**Text:**

══════

The Magnuson-Stevens Fishery Conservation and Management Act requires that every fishery management plan describe and identify EFH for the fishery and minimize to the extent practicable any adverse effects of fishing on EFH. NOAA Fisheries and the North Pacific Fishery Management Council released a draft environmental impact statement in January that considers the impacts of fishing on EFH for groundfish, crabs, and other fish stocks in Alaska.

"The panel felt that the model was well conceived and is useful in providing estimates of the possible effect of fishing on benthic habitat," Drinkwater wrote in the summary of the panel's findings. "However, as acknowledged in the draft environmental impact statement, the parameter estimates are not well resolved and have high uncertainty, due in large part to a paucity of data. Thus the results must be viewed as rough estimates only."

In the summary, the experts provided a list of 22 suggestions - both short-term and long-term - aimed at improving the information presented in the environmental impact statement. Some would require further field research.

══════

**Exercise materials:**

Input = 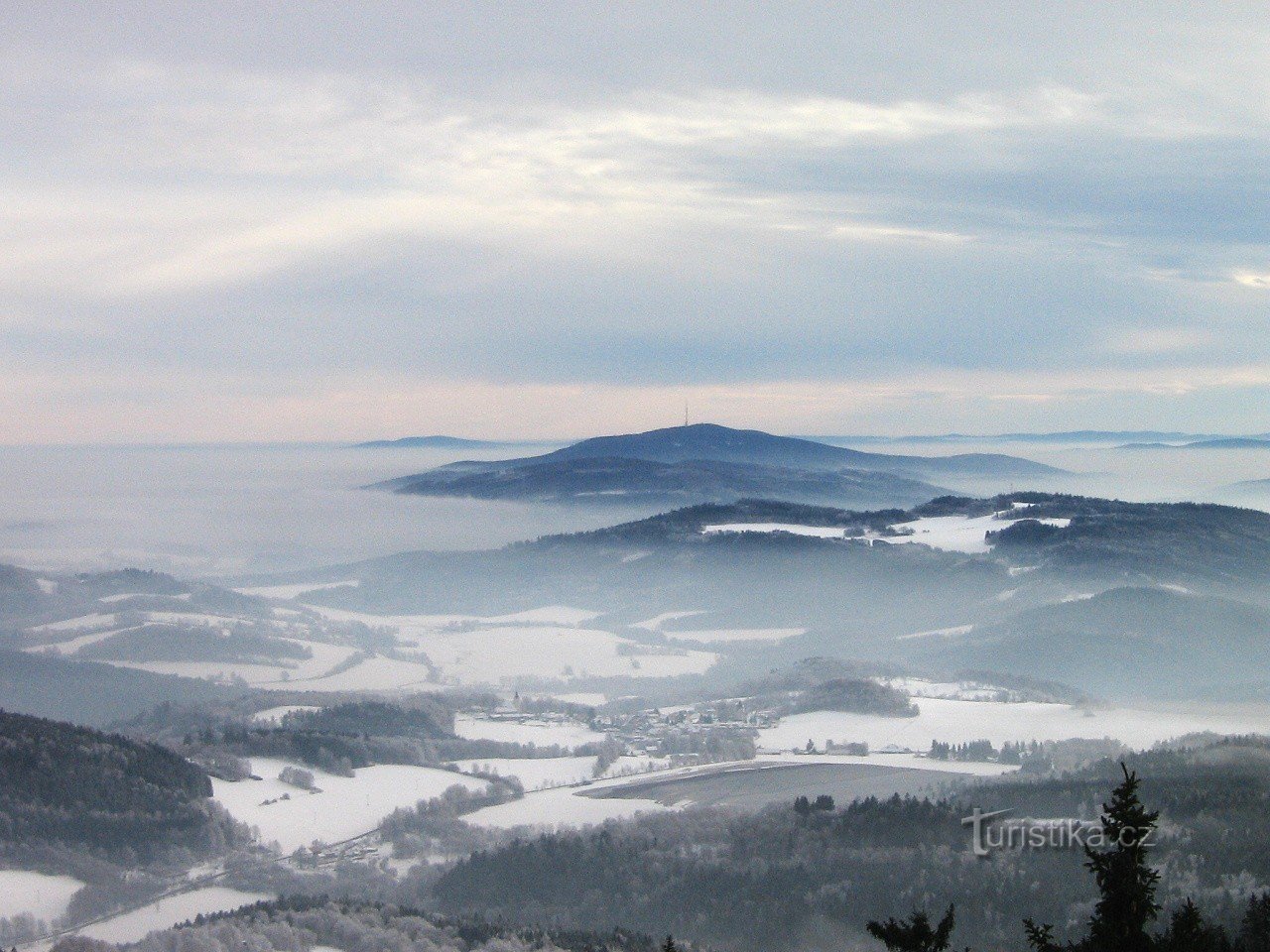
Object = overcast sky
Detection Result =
[0,0,1270,441]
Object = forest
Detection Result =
[435,740,1270,952]
[0,712,237,857]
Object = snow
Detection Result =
[454,715,604,748]
[482,606,599,626]
[701,511,1072,553]
[251,704,321,724]
[631,612,704,631]
[300,606,717,690]
[77,886,273,943]
[0,870,83,923]
[877,513,1072,553]
[270,656,444,692]
[877,678,1003,701]
[454,757,595,790]
[664,629,807,643]
[462,780,670,830]
[754,754,1019,776]
[105,642,363,690]
[701,522,847,538]
[758,698,1270,750]
[31,613,114,631]
[23,629,130,654]
[98,591,190,606]
[543,690,608,707]
[212,757,486,853]
[234,579,362,599]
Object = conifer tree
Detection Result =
[866,906,953,952]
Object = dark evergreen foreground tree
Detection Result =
[867,765,1270,952]
[867,906,955,952]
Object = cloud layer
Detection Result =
[0,3,1270,441]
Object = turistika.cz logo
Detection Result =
[961,807,1155,857]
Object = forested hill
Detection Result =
[0,712,230,856]
[433,739,1270,952]
[54,896,662,952]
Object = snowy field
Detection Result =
[462,780,667,830]
[77,886,273,943]
[105,637,360,690]
[663,629,807,644]
[454,715,604,748]
[0,870,83,923]
[305,606,716,690]
[758,698,1270,750]
[212,757,485,853]
[234,579,362,599]
[456,757,664,790]
[269,656,442,692]
[881,513,1072,552]
[251,704,321,724]
[701,509,1072,553]
[701,522,847,538]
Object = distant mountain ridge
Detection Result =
[370,454,944,507]
[352,435,536,449]
[378,422,1065,508]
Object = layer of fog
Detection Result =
[0,440,1270,575]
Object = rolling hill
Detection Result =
[378,424,1063,508]
[920,588,1270,698]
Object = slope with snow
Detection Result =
[0,870,83,923]
[212,757,486,853]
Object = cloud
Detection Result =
[0,3,1270,432]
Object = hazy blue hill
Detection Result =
[1117,436,1270,449]
[920,588,1270,698]
[353,435,525,449]
[375,453,945,508]
[477,422,1062,476]
[0,711,228,857]
[378,422,1063,507]
[0,650,242,727]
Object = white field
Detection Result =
[456,757,664,790]
[251,704,321,724]
[31,612,114,631]
[663,629,807,643]
[462,779,668,830]
[879,516,1072,552]
[234,579,362,600]
[302,606,716,690]
[742,754,1019,779]
[631,612,704,631]
[98,591,191,606]
[701,513,1072,553]
[482,606,599,626]
[23,629,128,654]
[540,690,608,707]
[416,626,715,684]
[107,637,357,690]
[758,698,1270,752]
[77,886,273,943]
[454,757,595,790]
[454,715,604,748]
[212,757,485,853]
[877,678,1008,701]
[701,522,847,538]
[0,870,83,923]
[276,656,442,692]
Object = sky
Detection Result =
[0,0,1270,443]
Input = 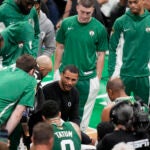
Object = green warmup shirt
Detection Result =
[108,10,150,77]
[56,16,108,79]
[0,67,36,125]
[0,0,40,57]
[0,21,34,66]
[52,122,81,150]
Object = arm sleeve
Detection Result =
[43,20,56,56]
[32,8,40,57]
[97,26,108,51]
[18,79,36,107]
[56,21,65,44]
[108,20,122,77]
[69,90,80,126]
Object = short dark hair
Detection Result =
[32,122,53,145]
[42,100,60,118]
[97,122,114,141]
[63,65,79,74]
[78,0,95,8]
[16,54,37,72]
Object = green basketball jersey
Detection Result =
[0,0,40,57]
[52,122,81,150]
[0,21,34,66]
[56,16,108,79]
[0,67,36,125]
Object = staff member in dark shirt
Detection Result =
[43,65,94,144]
[43,65,80,125]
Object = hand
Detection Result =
[119,0,128,6]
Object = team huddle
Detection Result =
[0,0,150,150]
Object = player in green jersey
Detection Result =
[42,100,81,150]
[0,0,40,57]
[0,21,34,66]
[108,0,150,104]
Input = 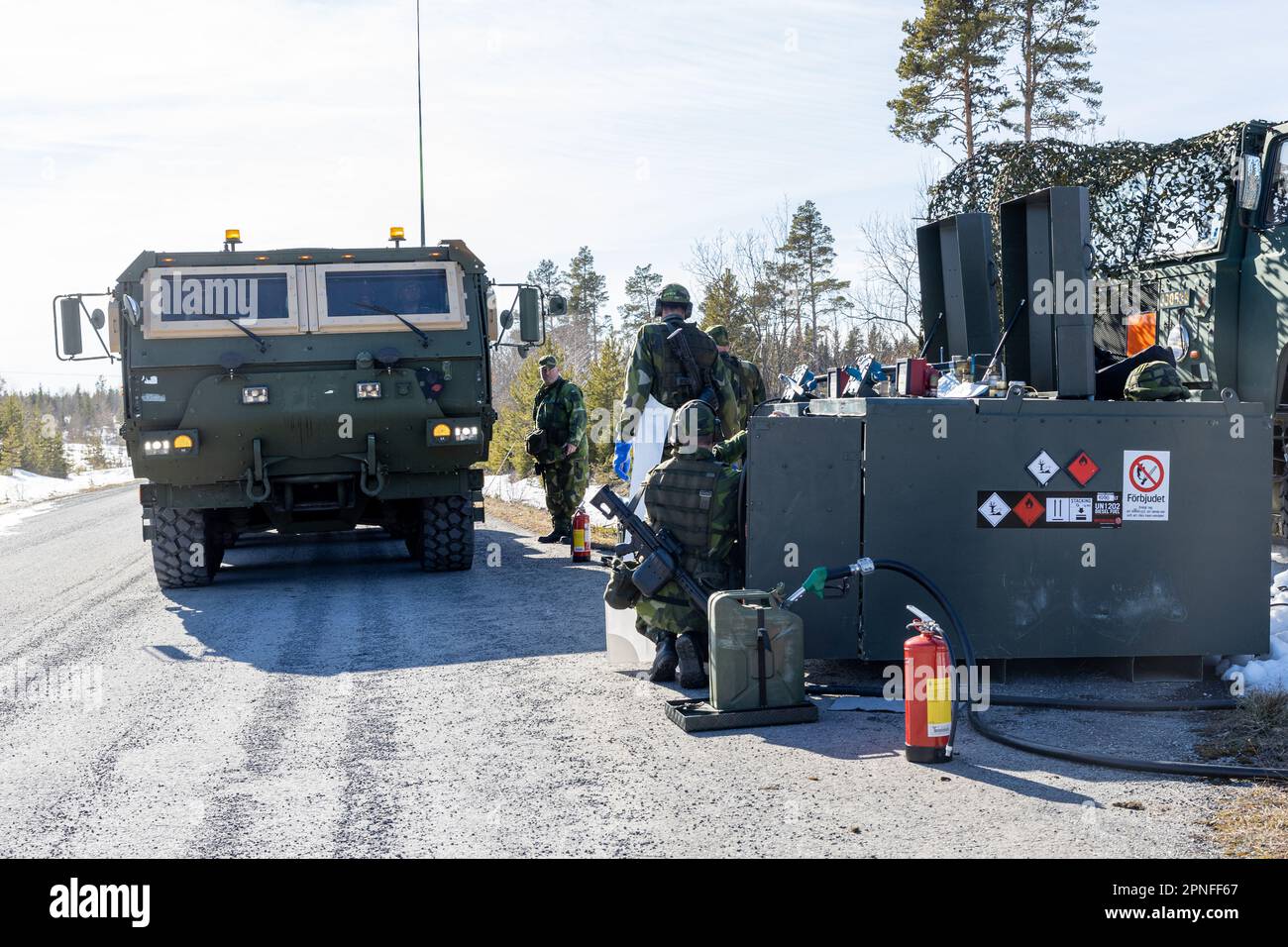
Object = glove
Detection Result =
[613,441,631,480]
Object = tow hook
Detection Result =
[246,437,275,502]
[340,434,386,496]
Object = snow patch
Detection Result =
[483,474,610,526]
[0,467,134,535]
[1221,571,1288,690]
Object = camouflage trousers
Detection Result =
[541,447,590,533]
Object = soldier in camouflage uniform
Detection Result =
[707,326,768,437]
[635,401,742,688]
[618,283,739,441]
[532,356,590,544]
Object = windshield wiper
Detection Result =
[219,316,268,353]
[357,303,429,348]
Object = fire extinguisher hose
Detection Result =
[806,559,1288,783]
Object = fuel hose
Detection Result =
[805,559,1288,783]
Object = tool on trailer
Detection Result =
[590,487,818,733]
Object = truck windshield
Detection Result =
[147,271,291,323]
[1270,138,1288,227]
[326,269,451,318]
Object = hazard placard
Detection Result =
[1015,493,1046,526]
[1024,451,1060,487]
[1124,451,1172,522]
[975,489,1124,530]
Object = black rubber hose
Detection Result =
[855,559,1288,783]
[805,684,1239,714]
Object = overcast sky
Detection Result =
[0,0,1288,389]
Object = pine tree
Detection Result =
[563,246,608,343]
[0,394,23,474]
[1009,0,1104,142]
[583,333,634,474]
[85,428,108,471]
[698,269,760,359]
[886,0,1017,159]
[617,263,662,338]
[780,201,853,355]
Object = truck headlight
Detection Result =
[425,417,483,446]
[142,429,200,458]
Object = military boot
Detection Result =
[675,631,707,690]
[648,635,679,684]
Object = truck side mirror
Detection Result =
[519,292,542,343]
[121,292,141,326]
[58,296,85,359]
[1234,155,1261,210]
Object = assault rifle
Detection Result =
[590,485,709,614]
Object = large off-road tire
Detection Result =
[419,496,474,573]
[152,507,224,588]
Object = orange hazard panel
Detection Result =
[1127,312,1158,356]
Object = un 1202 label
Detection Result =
[975,489,1124,530]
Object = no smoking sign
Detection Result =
[1124,451,1172,520]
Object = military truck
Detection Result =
[930,121,1288,536]
[53,228,563,588]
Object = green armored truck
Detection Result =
[54,228,551,588]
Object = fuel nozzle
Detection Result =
[783,558,875,605]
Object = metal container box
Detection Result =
[747,395,1271,661]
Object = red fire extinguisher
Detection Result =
[572,506,590,562]
[903,605,953,763]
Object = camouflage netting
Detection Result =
[930,123,1267,278]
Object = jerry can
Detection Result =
[707,588,805,711]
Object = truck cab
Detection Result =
[54,231,545,587]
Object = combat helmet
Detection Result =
[1124,362,1190,401]
[666,398,720,447]
[653,282,693,318]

══════

**Written exercise A:**
According to the fishery management text, how many suggestions did the experts list in their summary?
**Written exercise B:**
In the records, rewrite the lines that begin at the one containing "Object = truck windshield" and stop after the one containing "[0,0,1288,389]". Change "hazard placard" to "warning placard" and leave everything else as it is.
The records are unrelated to the fishery management text.

**Written answer A:**
The experts listed 22 suggestions, both short-term and long-term.

**Written answer B:**
Object = truck windshield
Detection Result =
[147,271,291,323]
[1270,138,1288,227]
[326,269,451,318]
Object = warning placard
Detection Result =
[1015,493,1046,526]
[1024,451,1060,487]
[1124,451,1172,522]
[975,489,1124,530]
Object = black rubber hose
Detection Result =
[855,559,1288,783]
[805,684,1239,714]
Object = overcast sky
Detection Result =
[0,0,1288,389]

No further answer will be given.